> Exercise description
Edit the records below by replacing every occurrence of "marker" with "pin". Keep everything else the same.

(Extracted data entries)
>> Begin

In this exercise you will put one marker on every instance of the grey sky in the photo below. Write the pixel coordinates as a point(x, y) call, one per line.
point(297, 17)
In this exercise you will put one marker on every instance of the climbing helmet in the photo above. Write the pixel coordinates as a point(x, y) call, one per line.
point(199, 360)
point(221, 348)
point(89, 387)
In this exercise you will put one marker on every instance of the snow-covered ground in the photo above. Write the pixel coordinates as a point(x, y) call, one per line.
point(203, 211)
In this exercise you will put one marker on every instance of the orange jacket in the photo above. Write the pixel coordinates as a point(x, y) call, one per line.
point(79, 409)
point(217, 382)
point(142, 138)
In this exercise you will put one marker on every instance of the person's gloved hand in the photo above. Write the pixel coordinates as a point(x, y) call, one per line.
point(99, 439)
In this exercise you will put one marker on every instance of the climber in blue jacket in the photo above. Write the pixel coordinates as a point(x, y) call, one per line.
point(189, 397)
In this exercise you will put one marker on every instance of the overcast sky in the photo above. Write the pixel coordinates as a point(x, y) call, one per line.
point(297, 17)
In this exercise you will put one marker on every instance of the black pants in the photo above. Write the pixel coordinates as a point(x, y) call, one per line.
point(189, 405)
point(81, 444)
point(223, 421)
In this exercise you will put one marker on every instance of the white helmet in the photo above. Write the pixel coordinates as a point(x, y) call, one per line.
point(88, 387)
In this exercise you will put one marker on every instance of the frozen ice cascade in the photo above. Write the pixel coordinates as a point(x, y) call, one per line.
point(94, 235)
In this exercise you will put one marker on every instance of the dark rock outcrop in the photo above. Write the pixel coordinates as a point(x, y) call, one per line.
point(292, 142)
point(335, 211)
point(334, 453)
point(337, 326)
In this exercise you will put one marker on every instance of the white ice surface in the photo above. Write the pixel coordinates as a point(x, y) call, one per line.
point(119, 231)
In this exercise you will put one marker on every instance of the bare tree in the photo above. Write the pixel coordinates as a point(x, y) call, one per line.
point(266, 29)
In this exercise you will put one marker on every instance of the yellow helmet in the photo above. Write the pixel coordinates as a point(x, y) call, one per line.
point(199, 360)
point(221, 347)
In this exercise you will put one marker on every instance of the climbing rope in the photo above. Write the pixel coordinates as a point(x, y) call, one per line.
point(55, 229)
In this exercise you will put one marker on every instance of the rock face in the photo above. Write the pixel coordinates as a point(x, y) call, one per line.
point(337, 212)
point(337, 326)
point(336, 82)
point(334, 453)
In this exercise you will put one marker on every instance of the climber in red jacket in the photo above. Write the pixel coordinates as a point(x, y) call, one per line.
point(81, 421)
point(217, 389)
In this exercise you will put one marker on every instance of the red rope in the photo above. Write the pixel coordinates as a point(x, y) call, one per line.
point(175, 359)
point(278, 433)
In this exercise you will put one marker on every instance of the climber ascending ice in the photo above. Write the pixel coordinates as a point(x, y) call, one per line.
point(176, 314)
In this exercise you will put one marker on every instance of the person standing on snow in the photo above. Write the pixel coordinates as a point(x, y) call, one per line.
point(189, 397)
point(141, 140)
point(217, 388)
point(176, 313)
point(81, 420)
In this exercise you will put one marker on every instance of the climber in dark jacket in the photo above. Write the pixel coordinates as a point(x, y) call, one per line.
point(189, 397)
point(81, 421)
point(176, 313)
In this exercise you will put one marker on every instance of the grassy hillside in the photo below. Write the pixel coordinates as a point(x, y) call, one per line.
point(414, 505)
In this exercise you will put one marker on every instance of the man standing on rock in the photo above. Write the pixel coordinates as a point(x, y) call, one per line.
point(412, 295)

>> End

> The response
In this exercise you will put one pin on every instance of the grey sky in the photo below. Write the pixel coordinates as a point(x, y) call, one per line.
point(297, 17)
In this exercise you will put one pin on every instance of the climbing helmet in the photo above. Write the pixel coordinates as a point(x, y) call, one per line.
point(199, 360)
point(221, 348)
point(89, 387)
In this exercise you will put one pin on every instance of the snow-covered ground in the photo above. Write the pixel coordinates as a point(x, y) call, one per line.
point(203, 211)
In this exercise you will put one pin on every instance of the orange jacket in the photo above. Write the pixel coordinates as a point(x, y) call, one per line.
point(79, 409)
point(217, 382)
point(142, 138)
In this exercise you will put one pin on every instance of the person's gloved hand in the photo above. Write the pixel coordinates as a point(x, y) call, one per line.
point(99, 439)
In this exercise you will put one pin on every instance of the climber in blue jacket in the photo above. Write the pixel coordinates as a point(x, y) call, one per line.
point(189, 397)
In this exercise you will put one pin on every instance of the overcast sky in the photo above. Write the pixel coordinates as a point(x, y) call, one per line.
point(297, 17)
In this exercise you will put one pin on every instance of the black pants in the photo above. Write the pixel coordinates as a point(x, y) call, one per line.
point(189, 405)
point(81, 444)
point(223, 421)
In this exercise you will put one pin on every instance of the white helmet in the photo above. Write the pixel coordinates as a point(x, y) call, one per line.
point(88, 387)
In this exercise you will put one pin on every instance of the frozen ice cascade in the photo above. Write the pixel coordinates as a point(x, y) call, one per line.
point(94, 235)
In this exercise you will put one pin on every instance of the dark rock outcrop in the photo above. Write the pixel coordinates as a point(x, y) call, one per line.
point(292, 142)
point(335, 211)
point(334, 453)
point(337, 326)
In this exercise you will put one pin on every instance of the white ice surface in the photo above. Write the pixel coordinates as a point(x, y) call, one per line.
point(119, 231)
In this exercise you will put one pin on every instance of the bare tree in the photo above. Write the pixel coordinates as a point(x, y) call, one per line.
point(266, 29)
In this exercise you will put one pin on every instance of the yellow helmet in the photo above. Write the pixel coordinates as a point(x, y) call, one per line.
point(199, 360)
point(221, 347)
In this exercise you will put one pin on every instance of the climbing rope in the photo above. Write the pixel coordinates as a point(x, y) call, one per line.
point(55, 229)
In this exercise you will put one pin on every instance of the rock face in the photo above. Write the pixel coordinates as a point(x, y) call, one per line.
point(337, 212)
point(337, 326)
point(336, 82)
point(334, 453)
In this exercise you will put one pin on every instance of the climber in red jacket in the photo above. Write the pixel coordinates as a point(x, y) call, one per line.
point(81, 421)
point(217, 389)
In this exercise you will put one pin on every instance of the red rope in the photo above. Write the pixel coordinates as a point(x, y) call, one per line.
point(175, 359)
point(278, 433)
In this exercise you will put one pin on every instance of the climber ascending ice in the photo above. Write the pixel coordinates as a point(x, y) call, one per line.
point(176, 314)
In this exercise you will put one pin on every instance of the person standing on snow in the photo above. Write the pixel coordinates as a point(x, y) call, one per line.
point(189, 397)
point(141, 140)
point(217, 388)
point(176, 313)
point(81, 420)
In this exercise you will put one pin on every instance of the climber in dark jacket in the photo above. Write the pixel coordinates as a point(x, y) call, one per line.
point(189, 397)
point(81, 421)
point(176, 313)
In this exercise you will put one pin on every instance of the grassy hillside in the photo below. Write the pixel coordinates as a point(x, y) call, one per line.
point(414, 505)
In this exercise you will put one pin on every instance of the man standing on rock in the photo above. Write the pixel coordinates as a point(x, y) call, one per line.
point(412, 295)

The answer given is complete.